**QUESTIONS TO ANSWER**
1/ In the passage on mycotoxin analysis, what is the major disadvantage of using ELISA?
2/ Pick up the passage on mycotoxin analysis after its last sentence and continue it.

**TEXT SEGMENT**
──────
An analytical method should be well characterised and validated in-house, but it should also be validated through an interlaboratory trial according to ISO 5725, 1994 (Accuracy - trueness and precision - of measurement methods and results) or following the Harmonised IUPAC protocol (Thompson & Wood, 1993, J AOAC Int 76(4), 926-940).

Alternative and Confirmatory Methods

In cases where numerous analyses are to be carried out, the reference or official method might be considered too time-consuming or laborious for the analyst. Therefore, as an alternative, commercialised kits can be used. These are immunoassay-based methods, usually more rapid and simple. An example of this type of assay is the Enzyme Linked Immunosorbent Assays (ELISA). A major disadvantage of using ELISA is that false-positives are frequently produced, leading to problematic interpretation of results. Therefore, the analytical values produced by these assays need to be confirmed by the use of a reference or confirmatory method, to identify the mycotoxin and the quantity present in the sample.

Reference Materials

Reference materials are invaluable tools for the analyst. The use of reference materials provides the most accurate means for assessing the reliability and reproducibility of the data obtained. In the analytical field, reference materials are mainly used for establishing calibration curves, to check the linearity of the method and for generating control charts as an internal indicator of quality assurance. Reference materials correspond to matrices containing a known or certified mycotoxin content of pure mycotoxin standard solutions or naturally contaminated or spiked materials. Mycotoxin contents are measured by either a reference laboratory or certified through an interlaboratory trial, carried out with expert laboratories. The results are submitted for statistical analysis, which includes the calculation of uncertainty on mean values. The Institute for Reference Materials and Measurements (IRMM, ex-BCR Bureau Communautaire de Reference), funded by the European Union as a Joint Research Centre, located in Geel (Belgium), specialises in the production, characterisation and commercialisation of certified reference materials.
──────
**RECORD EXTRACTS**

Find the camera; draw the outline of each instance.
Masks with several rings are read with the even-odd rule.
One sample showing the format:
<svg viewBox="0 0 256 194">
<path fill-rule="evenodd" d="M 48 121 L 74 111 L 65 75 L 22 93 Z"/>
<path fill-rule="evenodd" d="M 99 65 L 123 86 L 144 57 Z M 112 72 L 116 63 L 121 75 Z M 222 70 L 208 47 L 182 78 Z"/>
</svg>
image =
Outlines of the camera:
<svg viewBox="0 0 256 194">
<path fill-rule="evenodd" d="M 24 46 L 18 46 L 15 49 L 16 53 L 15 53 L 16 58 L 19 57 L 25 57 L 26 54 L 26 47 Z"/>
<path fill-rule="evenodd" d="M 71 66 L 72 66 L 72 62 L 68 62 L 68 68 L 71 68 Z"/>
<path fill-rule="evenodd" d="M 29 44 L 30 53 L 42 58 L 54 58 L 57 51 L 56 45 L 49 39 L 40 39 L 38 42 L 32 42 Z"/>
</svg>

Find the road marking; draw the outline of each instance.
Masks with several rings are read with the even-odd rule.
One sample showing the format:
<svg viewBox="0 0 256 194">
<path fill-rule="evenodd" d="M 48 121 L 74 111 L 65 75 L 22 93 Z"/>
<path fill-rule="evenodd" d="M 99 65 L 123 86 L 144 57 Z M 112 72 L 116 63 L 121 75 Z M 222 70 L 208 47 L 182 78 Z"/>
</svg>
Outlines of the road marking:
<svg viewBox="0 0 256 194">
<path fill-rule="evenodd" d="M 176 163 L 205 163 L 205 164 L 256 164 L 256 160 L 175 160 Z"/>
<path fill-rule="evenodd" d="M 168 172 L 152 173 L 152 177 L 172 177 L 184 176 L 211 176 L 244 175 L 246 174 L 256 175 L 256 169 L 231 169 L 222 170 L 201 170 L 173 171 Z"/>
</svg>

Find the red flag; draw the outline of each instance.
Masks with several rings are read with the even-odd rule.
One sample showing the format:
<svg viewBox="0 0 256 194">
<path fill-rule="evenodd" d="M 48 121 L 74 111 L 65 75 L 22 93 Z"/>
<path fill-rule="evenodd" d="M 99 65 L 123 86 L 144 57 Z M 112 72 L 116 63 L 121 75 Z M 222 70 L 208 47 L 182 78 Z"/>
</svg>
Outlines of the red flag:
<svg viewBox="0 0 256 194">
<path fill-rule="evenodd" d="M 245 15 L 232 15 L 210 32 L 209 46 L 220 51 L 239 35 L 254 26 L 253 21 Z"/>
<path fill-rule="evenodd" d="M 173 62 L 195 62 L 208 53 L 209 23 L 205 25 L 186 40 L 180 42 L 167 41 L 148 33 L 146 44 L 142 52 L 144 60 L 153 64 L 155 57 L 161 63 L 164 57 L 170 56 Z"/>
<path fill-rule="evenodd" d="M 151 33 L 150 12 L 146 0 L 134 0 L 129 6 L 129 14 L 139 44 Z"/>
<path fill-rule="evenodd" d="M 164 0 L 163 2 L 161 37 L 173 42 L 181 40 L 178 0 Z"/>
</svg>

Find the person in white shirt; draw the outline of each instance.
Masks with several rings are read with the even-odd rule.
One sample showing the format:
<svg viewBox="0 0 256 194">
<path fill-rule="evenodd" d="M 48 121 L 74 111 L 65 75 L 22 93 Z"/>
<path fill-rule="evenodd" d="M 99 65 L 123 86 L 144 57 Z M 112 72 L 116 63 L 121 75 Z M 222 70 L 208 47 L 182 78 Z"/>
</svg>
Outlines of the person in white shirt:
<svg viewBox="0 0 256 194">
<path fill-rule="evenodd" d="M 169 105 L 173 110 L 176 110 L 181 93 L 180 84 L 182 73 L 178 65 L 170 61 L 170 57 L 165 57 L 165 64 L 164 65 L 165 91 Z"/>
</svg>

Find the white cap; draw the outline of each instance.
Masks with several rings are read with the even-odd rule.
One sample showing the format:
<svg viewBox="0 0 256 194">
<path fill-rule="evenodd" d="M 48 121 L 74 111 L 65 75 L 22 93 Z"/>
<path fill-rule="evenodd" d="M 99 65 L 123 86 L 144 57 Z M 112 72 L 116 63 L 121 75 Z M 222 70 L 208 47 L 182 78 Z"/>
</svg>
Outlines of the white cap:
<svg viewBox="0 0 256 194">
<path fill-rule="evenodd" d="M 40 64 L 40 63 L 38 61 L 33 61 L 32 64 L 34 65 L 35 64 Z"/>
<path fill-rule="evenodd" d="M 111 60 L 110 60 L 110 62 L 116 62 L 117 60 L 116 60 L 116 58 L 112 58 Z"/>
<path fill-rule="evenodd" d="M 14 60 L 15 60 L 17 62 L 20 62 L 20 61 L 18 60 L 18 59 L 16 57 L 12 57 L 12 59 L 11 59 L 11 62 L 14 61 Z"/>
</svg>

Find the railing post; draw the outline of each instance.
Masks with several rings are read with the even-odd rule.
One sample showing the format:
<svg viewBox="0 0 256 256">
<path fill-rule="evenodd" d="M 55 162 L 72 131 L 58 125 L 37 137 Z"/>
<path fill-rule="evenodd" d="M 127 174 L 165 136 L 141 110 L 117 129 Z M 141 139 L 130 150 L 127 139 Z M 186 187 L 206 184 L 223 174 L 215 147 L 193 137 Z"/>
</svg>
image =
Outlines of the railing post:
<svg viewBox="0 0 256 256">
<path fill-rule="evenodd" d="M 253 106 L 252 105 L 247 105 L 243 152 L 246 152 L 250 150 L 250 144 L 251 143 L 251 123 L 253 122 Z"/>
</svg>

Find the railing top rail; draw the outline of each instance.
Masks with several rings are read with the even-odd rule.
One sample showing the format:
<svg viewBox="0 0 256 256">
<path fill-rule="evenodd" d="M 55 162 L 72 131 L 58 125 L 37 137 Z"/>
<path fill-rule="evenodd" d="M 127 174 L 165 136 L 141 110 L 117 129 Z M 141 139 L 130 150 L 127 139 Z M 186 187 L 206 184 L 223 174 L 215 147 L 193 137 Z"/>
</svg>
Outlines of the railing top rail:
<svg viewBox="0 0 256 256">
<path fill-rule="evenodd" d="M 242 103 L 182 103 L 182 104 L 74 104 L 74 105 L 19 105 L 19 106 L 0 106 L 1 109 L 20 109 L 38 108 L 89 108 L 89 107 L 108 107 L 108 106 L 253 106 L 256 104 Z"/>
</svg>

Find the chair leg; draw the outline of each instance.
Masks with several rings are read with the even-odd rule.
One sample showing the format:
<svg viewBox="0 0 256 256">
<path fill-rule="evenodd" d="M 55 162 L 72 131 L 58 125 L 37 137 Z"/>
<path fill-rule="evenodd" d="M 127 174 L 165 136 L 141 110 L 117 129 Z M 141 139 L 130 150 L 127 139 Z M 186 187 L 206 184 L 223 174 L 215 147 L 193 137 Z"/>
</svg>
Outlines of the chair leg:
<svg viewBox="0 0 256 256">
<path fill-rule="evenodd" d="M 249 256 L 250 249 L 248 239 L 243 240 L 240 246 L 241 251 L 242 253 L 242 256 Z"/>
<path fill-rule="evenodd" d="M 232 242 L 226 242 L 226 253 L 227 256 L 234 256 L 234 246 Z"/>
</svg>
──────
**ANSWERS TO EACH TASK**
1/ ELISA frequently produces false-positives, which makes results hard to interpret.

2/
Proficiency Tests

Proficiency testing was first designed to allow analysts to compare their analytical results with those obtained by their colleagues in other laboratories. A proficiency test is an interlaboratory exercise, where participants receive similar samples from a co-ordinator to be analysed in the same conditions as participants would carry out their routine analysis. The main purpose of proficiency testing is to study the performance of laboratories for a given analyte. Calculation of their z-scores, corresponds to the ratio of the bias estimate between laboratory results and assigned value (perhaps the overall mean of the interlaboratory study) of the distributed samples to the standard deviation for reproducibility. The ISO CEI guide 43, 1997, describes how to organise proficiency testing. Proficiency testing is a predictable tool for external quality assurance for a given laboratory and a means of monitoring quality control. Participation in proficiency tests is strongly recommended by accreditation bodies, if not obligatory. Many national and international proficiency test programmes exist for mycotoxins.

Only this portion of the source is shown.